----- PROVIDED DATA

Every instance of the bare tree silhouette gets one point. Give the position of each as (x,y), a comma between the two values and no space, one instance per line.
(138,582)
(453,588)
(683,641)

----------
----- PROVIDED DATA

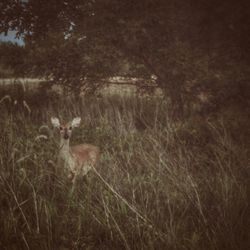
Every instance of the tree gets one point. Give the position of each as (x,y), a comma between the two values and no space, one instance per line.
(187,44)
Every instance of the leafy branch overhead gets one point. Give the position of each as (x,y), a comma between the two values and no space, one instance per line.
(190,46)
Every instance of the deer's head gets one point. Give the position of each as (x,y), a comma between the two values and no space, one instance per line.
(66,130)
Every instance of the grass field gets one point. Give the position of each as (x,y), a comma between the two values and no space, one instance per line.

----------

Please copy the records from the line that contains "Every instance of the tree" through the line that contains "Every instance of the grass", both included, with their requests, and shift every coordinate in the points by adding 141 to each number.

- OUTPUT FOR THIS EXERCISE:
Every instance of the tree gets one point. Give the position of each as (x,y), a comma between the two values and no space, one instance per line.
(328,185)
Every instance of the leafy branch overhead gets one point. Give the position of each as (x,y), a comma between the two values and no space, one instance per line.
(331,187)
Every instance of the deer's head gets one point. Give the position of each as (x,y), a comma between the two values and no space, one instance per line.
(207,271)
Every instance of the grass field gets one point. Give the position of each as (x,y), a comma between the two values and no space, one instance per line.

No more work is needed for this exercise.